___ PASSAGE PROVIDED
Image of a child wearing a mask to protect her from smoke

Healthier air for children at day care

Asthma ranks third among the reasons why children younger than 15 are hospitalized, and it accounts for millions of missed school days every year. Although the disease has no cure, it’s manageable with proper treatment and preventive measures.

Anne Dressel
Anne Dressel

Those measures include educating caregivers about common airborne triggers for allergic asthma. Anne Dressel, an assistant professor in the College of Nursing, is studying how such efforts can lead to improved air quality at places where many young children spend much of their time – day care centers.

The study – a collaboration between the College of Nursing, the nonprofit organization Fight Asthma Milwaukee Allies, and the Medical College of Wisconsin – focuses on care centers used primarily by low-income African-American and Latino families. Education on airborne asthma triggers is especially important in economically distressed urban communities, as they bear much of the burden of childhood asthma. In Wisconsin, Milwaukee County has the state’s highest rate of emergency room visits for pediatric asthma. And the city of Milwaukee’s rate is 50 percent higher than the county’s.

Dressel's research team hopes to reduce asthma-triggering airborne allergens in child care facilities. (UWM Video/Chris Baylor)
______
___ RECORDS SUPPLIED
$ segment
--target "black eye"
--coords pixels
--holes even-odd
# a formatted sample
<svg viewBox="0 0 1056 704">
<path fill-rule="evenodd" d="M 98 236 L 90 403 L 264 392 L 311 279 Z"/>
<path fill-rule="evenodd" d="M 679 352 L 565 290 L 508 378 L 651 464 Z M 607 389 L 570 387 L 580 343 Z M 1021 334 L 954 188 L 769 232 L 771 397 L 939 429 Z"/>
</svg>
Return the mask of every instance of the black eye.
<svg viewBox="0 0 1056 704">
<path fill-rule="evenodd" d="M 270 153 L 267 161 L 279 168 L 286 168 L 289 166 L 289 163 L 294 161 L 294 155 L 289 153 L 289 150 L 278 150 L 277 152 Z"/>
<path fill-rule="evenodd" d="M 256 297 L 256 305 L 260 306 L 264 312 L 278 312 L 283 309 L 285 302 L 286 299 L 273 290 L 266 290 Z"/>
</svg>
______
AIM OF THE EXERCISE ::
From the passage on asthma and day care air, return the part that opens with the words containing "Those measures include" and closes with "day care centers.", copying it word for word.

ANSWER FOR THE TASK ::
Those measures include educating caregivers about common airborne triggers for allergic asthma. Anne Dressel, an assistant professor in the College of Nursing, is studying how such efforts can lead to improved air quality at places where many young children spend much of their time – day care centers.